Exercise:
Look below for the line with "Target: windshield wiper", then give it again exactly, along with every line that comes after it, the final line included.

Natural-language object grounding data:
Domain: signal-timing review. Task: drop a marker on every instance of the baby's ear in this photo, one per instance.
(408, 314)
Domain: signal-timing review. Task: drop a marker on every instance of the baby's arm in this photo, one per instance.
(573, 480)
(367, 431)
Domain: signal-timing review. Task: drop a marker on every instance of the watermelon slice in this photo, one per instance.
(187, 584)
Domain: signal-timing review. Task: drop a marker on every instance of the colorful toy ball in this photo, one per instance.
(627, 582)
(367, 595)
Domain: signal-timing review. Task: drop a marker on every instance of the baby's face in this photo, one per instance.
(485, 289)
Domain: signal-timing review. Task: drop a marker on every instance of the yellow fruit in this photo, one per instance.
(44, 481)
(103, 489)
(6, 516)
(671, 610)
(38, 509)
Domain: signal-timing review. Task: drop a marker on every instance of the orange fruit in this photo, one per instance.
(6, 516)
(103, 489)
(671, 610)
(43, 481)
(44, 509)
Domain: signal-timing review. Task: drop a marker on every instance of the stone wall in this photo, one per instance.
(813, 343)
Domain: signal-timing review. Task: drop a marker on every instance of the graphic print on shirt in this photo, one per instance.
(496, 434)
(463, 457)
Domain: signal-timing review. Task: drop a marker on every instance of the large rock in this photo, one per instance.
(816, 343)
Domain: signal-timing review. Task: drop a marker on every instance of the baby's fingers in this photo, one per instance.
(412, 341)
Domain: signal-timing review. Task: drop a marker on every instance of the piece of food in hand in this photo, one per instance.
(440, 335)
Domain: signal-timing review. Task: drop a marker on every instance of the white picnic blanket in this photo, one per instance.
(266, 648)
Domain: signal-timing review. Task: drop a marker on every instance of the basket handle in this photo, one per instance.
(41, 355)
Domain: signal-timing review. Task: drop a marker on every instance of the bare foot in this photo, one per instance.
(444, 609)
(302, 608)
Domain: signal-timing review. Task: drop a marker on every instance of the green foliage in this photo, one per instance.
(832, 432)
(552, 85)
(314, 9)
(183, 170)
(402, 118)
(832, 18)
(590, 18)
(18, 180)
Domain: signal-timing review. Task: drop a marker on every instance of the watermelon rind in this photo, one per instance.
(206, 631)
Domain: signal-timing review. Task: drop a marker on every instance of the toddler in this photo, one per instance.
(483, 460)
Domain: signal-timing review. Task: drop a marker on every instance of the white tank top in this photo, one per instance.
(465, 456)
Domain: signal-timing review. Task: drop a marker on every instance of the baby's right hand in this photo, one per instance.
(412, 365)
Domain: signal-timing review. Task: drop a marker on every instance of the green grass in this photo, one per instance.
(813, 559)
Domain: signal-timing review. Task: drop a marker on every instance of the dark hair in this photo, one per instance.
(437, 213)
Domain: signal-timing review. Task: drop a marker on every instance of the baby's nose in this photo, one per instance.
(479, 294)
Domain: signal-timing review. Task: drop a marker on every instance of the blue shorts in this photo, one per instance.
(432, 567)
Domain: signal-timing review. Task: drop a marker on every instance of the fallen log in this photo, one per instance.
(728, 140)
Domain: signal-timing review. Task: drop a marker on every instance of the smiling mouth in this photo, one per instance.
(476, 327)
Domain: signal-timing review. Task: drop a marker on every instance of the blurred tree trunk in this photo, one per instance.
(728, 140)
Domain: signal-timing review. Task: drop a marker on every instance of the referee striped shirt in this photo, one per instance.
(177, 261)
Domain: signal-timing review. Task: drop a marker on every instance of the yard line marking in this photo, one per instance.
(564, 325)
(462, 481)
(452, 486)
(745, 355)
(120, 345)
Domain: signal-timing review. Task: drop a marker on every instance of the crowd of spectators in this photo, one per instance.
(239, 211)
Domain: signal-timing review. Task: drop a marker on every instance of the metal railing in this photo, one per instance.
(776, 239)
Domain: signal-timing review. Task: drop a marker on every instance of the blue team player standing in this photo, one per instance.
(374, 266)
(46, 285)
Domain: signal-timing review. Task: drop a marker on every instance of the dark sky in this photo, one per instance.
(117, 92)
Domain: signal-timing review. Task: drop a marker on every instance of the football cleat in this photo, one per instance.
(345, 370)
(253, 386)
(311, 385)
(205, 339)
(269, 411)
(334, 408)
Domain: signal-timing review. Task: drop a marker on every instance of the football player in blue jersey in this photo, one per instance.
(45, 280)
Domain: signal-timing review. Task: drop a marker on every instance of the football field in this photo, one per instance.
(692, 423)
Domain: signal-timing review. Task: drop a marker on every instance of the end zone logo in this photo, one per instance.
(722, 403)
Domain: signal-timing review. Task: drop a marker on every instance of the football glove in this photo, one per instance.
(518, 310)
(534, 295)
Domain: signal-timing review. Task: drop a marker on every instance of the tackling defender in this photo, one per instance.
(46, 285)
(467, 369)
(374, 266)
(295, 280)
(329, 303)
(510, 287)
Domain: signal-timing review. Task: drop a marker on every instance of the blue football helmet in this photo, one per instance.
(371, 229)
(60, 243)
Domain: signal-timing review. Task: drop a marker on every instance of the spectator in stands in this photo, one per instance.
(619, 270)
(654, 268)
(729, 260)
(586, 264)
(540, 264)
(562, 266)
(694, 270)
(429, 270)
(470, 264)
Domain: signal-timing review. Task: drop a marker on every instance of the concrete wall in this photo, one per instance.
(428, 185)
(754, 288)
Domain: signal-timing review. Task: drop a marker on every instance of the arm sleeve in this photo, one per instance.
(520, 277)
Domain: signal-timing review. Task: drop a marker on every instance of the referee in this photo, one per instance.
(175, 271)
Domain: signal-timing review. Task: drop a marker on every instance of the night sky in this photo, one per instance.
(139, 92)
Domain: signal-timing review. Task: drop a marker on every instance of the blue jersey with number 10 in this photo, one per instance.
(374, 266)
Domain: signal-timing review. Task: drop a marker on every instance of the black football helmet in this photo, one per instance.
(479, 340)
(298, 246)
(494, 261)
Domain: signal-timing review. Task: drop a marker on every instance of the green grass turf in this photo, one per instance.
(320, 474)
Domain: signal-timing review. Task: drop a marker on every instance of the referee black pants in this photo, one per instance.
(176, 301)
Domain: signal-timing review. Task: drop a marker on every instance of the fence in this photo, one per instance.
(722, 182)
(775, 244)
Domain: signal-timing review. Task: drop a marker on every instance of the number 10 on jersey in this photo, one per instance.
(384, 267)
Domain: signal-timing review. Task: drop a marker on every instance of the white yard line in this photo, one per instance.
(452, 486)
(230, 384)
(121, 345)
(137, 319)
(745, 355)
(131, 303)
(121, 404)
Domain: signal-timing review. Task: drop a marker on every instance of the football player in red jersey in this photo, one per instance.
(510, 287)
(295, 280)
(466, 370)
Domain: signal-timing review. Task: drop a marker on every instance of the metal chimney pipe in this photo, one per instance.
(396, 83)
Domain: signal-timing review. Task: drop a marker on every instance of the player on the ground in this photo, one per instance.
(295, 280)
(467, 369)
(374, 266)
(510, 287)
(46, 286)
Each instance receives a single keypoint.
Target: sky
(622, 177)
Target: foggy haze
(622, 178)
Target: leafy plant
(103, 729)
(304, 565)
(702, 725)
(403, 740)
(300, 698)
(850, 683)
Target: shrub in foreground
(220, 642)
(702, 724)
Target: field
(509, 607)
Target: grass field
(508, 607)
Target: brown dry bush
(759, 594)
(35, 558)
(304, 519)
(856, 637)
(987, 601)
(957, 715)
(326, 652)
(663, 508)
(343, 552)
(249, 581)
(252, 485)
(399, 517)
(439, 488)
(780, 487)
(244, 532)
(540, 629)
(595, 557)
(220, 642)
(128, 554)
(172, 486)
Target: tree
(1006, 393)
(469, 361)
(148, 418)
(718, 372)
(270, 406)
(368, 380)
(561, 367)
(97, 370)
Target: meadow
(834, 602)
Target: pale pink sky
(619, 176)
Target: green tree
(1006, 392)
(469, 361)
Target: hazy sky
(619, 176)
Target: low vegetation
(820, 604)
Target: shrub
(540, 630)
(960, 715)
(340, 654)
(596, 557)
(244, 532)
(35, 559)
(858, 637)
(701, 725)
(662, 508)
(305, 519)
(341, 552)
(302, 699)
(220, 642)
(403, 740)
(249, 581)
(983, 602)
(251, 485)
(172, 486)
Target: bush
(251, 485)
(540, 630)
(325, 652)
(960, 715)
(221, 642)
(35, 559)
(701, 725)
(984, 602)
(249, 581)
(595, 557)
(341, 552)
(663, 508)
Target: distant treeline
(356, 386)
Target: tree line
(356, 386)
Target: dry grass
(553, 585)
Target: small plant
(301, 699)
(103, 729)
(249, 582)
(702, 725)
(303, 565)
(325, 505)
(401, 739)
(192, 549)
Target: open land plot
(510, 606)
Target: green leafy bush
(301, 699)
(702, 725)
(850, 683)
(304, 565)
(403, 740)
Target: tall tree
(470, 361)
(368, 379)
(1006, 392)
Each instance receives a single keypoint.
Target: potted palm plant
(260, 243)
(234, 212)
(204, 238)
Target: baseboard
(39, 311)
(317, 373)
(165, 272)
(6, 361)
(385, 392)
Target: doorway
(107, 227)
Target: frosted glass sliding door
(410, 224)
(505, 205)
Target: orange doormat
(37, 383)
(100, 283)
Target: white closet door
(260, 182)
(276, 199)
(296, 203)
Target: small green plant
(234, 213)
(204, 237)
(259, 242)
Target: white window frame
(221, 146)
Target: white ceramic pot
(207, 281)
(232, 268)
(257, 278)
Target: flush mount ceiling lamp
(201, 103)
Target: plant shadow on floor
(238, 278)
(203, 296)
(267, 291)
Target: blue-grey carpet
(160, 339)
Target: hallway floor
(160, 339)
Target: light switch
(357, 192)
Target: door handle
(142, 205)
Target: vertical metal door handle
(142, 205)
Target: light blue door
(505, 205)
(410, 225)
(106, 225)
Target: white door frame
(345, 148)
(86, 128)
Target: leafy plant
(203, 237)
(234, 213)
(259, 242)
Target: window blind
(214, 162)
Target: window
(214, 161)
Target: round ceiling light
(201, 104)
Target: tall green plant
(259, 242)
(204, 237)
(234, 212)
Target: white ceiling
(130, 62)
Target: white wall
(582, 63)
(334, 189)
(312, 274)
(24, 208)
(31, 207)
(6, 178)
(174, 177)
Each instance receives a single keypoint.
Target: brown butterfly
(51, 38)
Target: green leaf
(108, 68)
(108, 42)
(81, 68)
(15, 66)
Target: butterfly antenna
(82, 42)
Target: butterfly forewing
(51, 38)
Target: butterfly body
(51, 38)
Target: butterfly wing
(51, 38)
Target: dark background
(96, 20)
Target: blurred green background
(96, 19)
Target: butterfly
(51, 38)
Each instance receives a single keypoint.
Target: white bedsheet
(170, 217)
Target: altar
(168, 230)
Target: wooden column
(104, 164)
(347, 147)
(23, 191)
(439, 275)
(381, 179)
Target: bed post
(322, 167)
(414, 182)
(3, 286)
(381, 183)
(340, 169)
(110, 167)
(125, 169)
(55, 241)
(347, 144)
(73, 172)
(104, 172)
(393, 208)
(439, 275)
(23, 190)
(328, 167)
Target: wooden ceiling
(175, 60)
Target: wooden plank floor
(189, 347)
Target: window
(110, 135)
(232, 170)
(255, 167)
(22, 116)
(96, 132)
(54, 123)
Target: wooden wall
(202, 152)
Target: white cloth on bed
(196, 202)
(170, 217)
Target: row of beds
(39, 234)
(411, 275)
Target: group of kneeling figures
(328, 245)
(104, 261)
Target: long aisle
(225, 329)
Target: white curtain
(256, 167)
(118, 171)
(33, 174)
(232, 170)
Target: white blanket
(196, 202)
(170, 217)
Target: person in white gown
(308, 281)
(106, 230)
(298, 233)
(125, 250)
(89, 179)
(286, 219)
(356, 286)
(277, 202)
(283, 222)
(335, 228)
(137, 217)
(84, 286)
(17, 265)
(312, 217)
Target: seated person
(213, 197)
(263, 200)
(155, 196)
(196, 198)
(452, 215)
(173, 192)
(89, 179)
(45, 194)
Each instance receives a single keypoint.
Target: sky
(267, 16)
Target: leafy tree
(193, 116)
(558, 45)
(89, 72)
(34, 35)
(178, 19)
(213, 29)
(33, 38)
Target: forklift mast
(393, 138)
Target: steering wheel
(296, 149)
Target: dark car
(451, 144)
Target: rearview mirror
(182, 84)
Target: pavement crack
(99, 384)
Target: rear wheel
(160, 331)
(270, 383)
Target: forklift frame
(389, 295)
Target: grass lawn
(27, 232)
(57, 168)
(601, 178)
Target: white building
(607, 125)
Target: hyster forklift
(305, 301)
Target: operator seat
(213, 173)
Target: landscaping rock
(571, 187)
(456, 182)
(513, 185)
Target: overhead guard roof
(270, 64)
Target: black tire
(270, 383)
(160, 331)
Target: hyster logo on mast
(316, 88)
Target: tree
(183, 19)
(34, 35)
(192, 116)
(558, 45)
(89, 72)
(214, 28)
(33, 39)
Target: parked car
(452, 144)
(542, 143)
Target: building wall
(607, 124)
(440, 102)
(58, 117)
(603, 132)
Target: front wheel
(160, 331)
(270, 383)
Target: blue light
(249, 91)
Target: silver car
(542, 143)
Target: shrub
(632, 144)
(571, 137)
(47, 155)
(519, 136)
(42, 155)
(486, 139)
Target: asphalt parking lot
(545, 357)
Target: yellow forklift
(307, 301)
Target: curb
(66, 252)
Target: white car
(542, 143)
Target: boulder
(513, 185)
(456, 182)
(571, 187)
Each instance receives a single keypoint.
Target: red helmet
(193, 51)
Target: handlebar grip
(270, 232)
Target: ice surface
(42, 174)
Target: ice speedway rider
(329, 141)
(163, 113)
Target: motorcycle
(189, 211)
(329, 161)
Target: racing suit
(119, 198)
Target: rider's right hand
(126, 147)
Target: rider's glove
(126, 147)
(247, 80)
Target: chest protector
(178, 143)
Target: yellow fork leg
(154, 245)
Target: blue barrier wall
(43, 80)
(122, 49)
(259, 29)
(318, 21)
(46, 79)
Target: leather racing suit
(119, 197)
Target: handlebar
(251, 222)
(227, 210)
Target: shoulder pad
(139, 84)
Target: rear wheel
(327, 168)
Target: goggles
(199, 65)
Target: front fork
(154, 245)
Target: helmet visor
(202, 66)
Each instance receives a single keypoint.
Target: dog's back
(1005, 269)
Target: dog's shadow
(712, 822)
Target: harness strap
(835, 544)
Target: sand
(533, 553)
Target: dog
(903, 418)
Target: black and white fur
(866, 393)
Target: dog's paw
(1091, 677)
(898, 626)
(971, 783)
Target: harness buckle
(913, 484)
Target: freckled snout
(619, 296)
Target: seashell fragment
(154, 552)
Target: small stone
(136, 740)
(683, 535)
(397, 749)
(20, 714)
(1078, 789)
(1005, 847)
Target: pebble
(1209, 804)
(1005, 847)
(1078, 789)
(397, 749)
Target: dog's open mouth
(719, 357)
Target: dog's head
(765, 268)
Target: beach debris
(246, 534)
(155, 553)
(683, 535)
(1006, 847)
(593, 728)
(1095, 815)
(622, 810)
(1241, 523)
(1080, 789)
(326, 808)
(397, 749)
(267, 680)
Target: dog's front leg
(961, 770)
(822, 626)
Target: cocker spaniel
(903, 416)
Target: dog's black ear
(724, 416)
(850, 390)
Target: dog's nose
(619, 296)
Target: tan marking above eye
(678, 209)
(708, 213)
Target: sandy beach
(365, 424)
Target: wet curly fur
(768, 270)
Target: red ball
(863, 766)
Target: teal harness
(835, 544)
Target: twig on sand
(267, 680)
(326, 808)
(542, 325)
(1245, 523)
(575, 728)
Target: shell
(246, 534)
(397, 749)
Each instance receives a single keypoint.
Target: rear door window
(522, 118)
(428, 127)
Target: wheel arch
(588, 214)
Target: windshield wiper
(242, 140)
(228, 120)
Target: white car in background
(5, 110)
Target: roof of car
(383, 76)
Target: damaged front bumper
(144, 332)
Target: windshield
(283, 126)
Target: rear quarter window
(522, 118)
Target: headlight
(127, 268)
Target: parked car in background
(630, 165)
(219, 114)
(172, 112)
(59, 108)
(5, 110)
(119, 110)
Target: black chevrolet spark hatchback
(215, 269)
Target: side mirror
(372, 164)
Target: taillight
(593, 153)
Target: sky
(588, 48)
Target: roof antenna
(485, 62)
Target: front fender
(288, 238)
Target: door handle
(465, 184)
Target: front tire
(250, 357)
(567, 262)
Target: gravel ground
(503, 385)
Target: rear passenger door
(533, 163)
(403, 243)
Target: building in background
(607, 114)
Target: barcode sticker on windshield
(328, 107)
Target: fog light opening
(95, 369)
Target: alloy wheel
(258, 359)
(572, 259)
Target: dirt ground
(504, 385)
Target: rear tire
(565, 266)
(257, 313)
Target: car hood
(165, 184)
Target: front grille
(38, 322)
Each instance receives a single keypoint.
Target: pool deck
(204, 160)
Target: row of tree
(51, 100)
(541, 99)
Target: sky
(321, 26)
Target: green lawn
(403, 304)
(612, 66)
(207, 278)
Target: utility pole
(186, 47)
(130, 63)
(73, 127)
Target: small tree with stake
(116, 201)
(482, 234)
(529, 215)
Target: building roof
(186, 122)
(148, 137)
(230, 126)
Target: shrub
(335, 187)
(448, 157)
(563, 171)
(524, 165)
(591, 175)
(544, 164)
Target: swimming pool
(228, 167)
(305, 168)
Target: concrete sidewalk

Result:
Target: windshield wiper
(242, 140)
(228, 120)
Target: white car in background
(5, 110)
Target: roof of car
(383, 76)
Target: damaged front bumper
(144, 332)
Target: windshield
(283, 126)
Target: rear quarter window
(522, 118)
Target: headlight
(127, 268)
Target: parked car in background
(630, 165)
(219, 114)
(172, 112)
(59, 108)
(5, 110)
(119, 110)
Target: black chevrolet spark hatchback
(215, 269)
Target: side mirror
(372, 164)
Target: taillight
(593, 153)
Target: sky
(588, 48)
Target: roof antenna
(485, 62)
Target: front fender
(288, 238)
Target: door handle
(465, 184)
Target: front tire
(250, 357)
(567, 262)
Target: gravel ground
(503, 385)
Target: rear passenger door
(533, 163)
(403, 243)
Target: building in background
(607, 114)
Target: barcode sticker on windshield
(328, 107)
Target: fog light opening
(95, 369)
Target: alloy wheel
(258, 359)
(572, 259)
Target: dirt ground
(504, 385)
Target: rear tire
(565, 266)
(257, 313)
Target: car hood
(165, 184)
Target: front grille
(38, 322)
Each instance receives a single keypoint.
Target: pool deck
(204, 160)
Target: row of tree
(51, 100)
(541, 99)
Target: sky
(321, 26)
Target: green lawn
(403, 304)
(612, 66)
(207, 278)
Target: utility pole
(186, 47)
(130, 63)
(73, 127)
Target: small tree with stake
(116, 201)
(482, 234)
(529, 215)
Target: building roof
(186, 122)
(148, 137)
(230, 126)
Target: shrub
(335, 187)
(448, 157)
(563, 171)
(524, 165)
(591, 175)
(544, 164)
Target: swimming pool
(228, 167)
(305, 168)
Target: concrete sidewalk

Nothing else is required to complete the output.